Given request: Rescale the records starting with the line that contains "Each instance receives one point. Annotate the worker" and going on through the line that contains "[[567, 29], [258, 43], [131, 178]]", writing out every one of those lines again. Multiply each point coordinate in the answers by 0.25 and round to whole numbers, with halves going up, and leave all other numbers in those lines unchanged.

* * *

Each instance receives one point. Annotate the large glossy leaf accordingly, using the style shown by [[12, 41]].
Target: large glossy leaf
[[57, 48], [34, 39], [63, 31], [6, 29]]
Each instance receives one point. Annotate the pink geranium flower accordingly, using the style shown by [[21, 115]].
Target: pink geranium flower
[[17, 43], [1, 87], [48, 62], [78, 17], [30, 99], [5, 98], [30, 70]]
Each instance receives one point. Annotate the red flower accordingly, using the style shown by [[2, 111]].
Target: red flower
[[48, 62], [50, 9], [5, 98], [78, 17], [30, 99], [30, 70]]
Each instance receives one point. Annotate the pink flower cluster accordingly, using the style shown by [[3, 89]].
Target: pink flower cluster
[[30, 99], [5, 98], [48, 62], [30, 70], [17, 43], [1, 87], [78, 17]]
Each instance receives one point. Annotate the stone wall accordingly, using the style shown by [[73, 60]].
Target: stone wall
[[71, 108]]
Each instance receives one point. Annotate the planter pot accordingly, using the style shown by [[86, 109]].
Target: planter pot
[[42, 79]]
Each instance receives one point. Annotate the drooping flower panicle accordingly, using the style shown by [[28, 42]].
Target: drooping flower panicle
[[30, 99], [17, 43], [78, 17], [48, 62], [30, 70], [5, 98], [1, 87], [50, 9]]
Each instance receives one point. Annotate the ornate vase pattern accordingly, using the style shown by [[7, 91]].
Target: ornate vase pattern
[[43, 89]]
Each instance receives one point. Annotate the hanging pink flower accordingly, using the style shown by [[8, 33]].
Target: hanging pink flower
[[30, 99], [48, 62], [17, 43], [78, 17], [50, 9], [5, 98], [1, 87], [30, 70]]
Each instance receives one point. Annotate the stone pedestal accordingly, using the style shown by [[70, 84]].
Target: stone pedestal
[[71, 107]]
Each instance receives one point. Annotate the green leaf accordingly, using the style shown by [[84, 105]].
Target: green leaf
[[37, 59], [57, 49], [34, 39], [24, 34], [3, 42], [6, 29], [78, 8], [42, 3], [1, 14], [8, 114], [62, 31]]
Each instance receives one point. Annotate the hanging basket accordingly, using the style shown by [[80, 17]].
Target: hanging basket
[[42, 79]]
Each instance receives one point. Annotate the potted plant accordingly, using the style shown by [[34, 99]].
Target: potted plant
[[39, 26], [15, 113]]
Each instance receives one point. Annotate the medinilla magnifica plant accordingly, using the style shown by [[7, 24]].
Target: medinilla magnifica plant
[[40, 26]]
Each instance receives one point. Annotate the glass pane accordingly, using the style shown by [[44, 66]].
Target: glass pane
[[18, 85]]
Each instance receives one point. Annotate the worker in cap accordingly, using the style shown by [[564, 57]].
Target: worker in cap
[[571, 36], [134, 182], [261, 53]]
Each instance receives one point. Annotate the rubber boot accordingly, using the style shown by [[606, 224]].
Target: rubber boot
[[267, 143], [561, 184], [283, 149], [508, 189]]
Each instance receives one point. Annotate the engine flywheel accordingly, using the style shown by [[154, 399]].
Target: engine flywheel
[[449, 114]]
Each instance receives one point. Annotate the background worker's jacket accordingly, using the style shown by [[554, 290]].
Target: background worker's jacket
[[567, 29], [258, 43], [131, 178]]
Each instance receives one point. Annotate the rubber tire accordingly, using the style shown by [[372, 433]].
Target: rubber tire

* * *

Result of the exercise:
Each instance receives one point. Annotate the worker in cap accordingly, using the style shown by [[564, 57]].
Target: worker in cap
[[143, 9], [34, 46], [65, 13]]
Each instance receives one point. Annotate the rubber boot accordingly, using the style shown by [[606, 224]].
Target: rubber boot
[[67, 36], [140, 46], [71, 37], [127, 47]]
Each instance receives one point. Annotate the engine flywheel accordingly, using the style shown by [[154, 399]].
Target: engine flywheel
[[112, 29]]
Each instance receives one point. Annotate the background worker's jacket accordingly, using the style shown by [[554, 290]].
Target: background worker's jacket
[[142, 7], [65, 11], [33, 45]]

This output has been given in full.